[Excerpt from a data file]
********************

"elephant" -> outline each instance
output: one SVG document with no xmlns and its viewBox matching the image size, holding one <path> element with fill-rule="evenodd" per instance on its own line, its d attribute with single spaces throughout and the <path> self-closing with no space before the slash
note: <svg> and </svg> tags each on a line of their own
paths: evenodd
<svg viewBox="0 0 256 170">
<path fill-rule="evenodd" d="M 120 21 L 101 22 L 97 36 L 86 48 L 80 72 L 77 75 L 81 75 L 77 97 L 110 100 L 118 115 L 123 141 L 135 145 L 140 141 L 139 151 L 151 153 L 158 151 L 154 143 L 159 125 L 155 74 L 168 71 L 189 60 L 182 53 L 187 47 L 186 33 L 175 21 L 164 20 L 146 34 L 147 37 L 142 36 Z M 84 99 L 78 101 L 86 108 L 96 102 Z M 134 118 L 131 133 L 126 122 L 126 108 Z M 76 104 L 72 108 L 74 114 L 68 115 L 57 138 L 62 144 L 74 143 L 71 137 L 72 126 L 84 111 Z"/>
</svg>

********************

GIVEN INSTRUCTION: Rewrite the lines above as a numbered list, dropping any blank lines.

EXERCISE OUTPUT:
1. "elephant" -> outline each instance
2. output: one SVG document with no xmlns and its viewBox matching the image size, holding one <path> element with fill-rule="evenodd" per instance on its own line, its d attribute with single spaces throughout and the <path> self-closing with no space before the slash
3. note: <svg> and </svg> tags each on a line of their own
4. paths: evenodd
5. <svg viewBox="0 0 256 170">
6. <path fill-rule="evenodd" d="M 120 21 L 101 22 L 97 36 L 86 48 L 80 72 L 77 75 L 81 75 L 77 97 L 110 100 L 118 115 L 123 141 L 135 145 L 140 141 L 139 151 L 151 153 L 158 151 L 154 143 L 159 125 L 155 74 L 168 71 L 189 60 L 182 53 L 187 47 L 186 33 L 175 21 L 164 20 L 146 34 L 147 37 L 142 36 Z M 84 99 L 78 101 L 86 108 L 96 102 Z M 134 118 L 131 133 L 126 122 L 126 108 Z M 76 104 L 72 108 L 74 114 L 68 115 L 57 138 L 62 144 L 74 143 L 71 137 L 72 126 L 84 111 Z"/>
7. </svg>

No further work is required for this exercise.